**Exercises to complete**
[1] In the coal article, what percentage of China's electricity comes from coal?
[2] Reproduce the passage of the coal article from "April 16 (Bloomberg)" to "Coal Mining Co.".
[3] List every Chinese coal company that the coal article says Mark Mobius expects rising Asian coal prices to boost.

**Supplied text**
--- START ---
Coal Surge Seen by Mobius as China's Imports Increase (Update2) 

By Michele Batchelor and Leony Aurora

April 16 (Bloomberg) -- Coal is poised to rebound from a two-year slump as 
China buys more than it exports for the first time in history. 

Power use in China, the world's biggest coal producer, is rising 13 percent 
annually, and utilities are building plants at a record pace. The nation gets 
78 percent of its electricity from coal, spurring imports from Australia, 
Indonesia and Vietnam. 

``The coal sector in China has undergone a change,'' said Mark Mobius, who 
oversees $30 billion at Templeton Asset Management Ltd. in Singapore. Mobius 
says Asian coal prices may surge 42 percent in five years, boosting China 
Shenhua Energy Co., the biggest coal company, China Coal Energy Co. and Yanzhou 
Coal Mining Co. 

Rising prices for the biggest fossil fuel after oil would drive power costs 
higher from Tokyo to London and benefit mining companies Xstrata Plc, Rio Tinto 
Group and BHP Billiton Ltd. Consumers such as Tokyo Electric Power Co. and RWE 
AG of Germany will pay more, hurting profit. 

Annual coal contract prices in Asia may surpass all-time highs in the next 12 
months. Deutsche Bank AG analysts led by Peter Richardson in Melbourne predict 
$58 a metric ton next year and $59.50 in 2009, from about $55.50 for the year 
that started April 1. New York-based Goldman Sachs Group Inc. expects $56 next 
year. 

Newcastle Shipments 

Coal last traded at $54.50 a ton for shipments from Newcastle, Australia, down 
16 percent from a peak of $63.10 in June 2004, according to the McCloskey Group 
Ltd., a coal consulting company in Hampshire, England. 

Goldman Sachs, the world's biggest securities firm by market value, forecasts 
that higher coal prices will cause a 22 percent gain in the shares of Xstrata, 
based in Zug, Switzerland, the world's largest exporter of coal used in power 
plants. The stock may rise to 33.65 pounds ($66.87) from 27.66 pounds as of 
last week, Goldman Sachs analysts say. 

Costs for shipping bulk commodities already are rising because of coal. At 
Newcastle, Australia, the world's biggest coal-loading port, a record 71 
vessels sit offshore waiting to load because producers can't fill the orders 
fast enough. 

The Baltic Dry Index, the benchmark for commodity-shipping costs, has risen 26 
percent this year to 5553, following an 80 percent surge in 2006 on London's 
Baltic Exchange. 

China's Power 

China, which mines more than twice as much coal as the U.S., the next biggest 
producer, uses the fuel to generate 622 gigawatts of electricity. Plants built 
in China in the last year alone generate enough power to supply the U.K.
--- END ---
**Information provided**
--- START ---
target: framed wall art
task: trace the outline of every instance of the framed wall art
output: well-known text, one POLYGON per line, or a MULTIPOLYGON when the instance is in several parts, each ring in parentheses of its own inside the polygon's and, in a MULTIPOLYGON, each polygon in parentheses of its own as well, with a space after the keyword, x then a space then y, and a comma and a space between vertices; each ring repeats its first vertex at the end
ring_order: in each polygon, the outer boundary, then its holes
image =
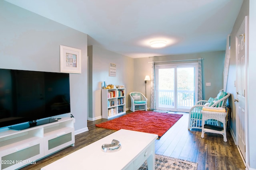
POLYGON ((116 76, 116 64, 114 63, 110 63, 109 64, 109 76, 115 77, 116 76))
POLYGON ((60 49, 60 72, 81 73, 81 50, 61 45, 60 49))

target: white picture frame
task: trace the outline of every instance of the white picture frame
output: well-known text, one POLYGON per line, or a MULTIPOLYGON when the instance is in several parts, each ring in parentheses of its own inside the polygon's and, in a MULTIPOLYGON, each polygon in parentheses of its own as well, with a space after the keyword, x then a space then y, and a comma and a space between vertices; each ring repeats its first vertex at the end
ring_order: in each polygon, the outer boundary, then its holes
POLYGON ((60 72, 81 73, 81 50, 60 45, 60 72))

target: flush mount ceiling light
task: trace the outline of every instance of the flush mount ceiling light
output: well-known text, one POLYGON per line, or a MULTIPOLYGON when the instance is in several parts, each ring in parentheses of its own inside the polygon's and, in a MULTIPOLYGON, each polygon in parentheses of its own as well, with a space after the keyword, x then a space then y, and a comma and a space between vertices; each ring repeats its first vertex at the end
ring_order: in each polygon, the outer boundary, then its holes
POLYGON ((154 48, 163 47, 166 45, 166 43, 164 40, 156 40, 150 42, 150 46, 154 48))

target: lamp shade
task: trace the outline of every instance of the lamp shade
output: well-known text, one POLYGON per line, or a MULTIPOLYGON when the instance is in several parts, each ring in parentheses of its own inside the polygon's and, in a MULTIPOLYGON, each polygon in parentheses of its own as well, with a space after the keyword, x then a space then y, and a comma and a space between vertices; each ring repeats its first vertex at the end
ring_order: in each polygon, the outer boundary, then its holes
POLYGON ((150 80, 150 77, 149 77, 149 76, 146 76, 146 77, 145 77, 145 79, 144 79, 144 80, 145 81, 147 81, 147 80, 150 80))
--- END ---
**Outputs by task**
[1] 78 percent

[2]
April 16 (Bloomberg) -- Coal is poised to rebound from a two-year slump as 
China buys more than it exports for the first time in history. 

Power use in China, the world's biggest coal producer, is rising 13 percent 
annually, and utilities are building plants at a record pace. The nation gets 
78 percent of its electricity from coal, spurring imports from Australia, 
Indonesia and Vietnam. 

``The coal sector in China has undergone a change,'' said Mark Mobius, who 
oversees $30 billion at Templeton Asset Management Ltd. in Singapore. Mobius 
says Asian coal prices may surge 42 percent in five years, boosting China 
Shenhua Energy Co., the biggest coal company, China Coal Energy Co. and Yanzhou 
Coal Mining Co.

[3]
China Shenhua Energy Co.
China Coal Energy Co.
Yanzhou Coal Mining Co.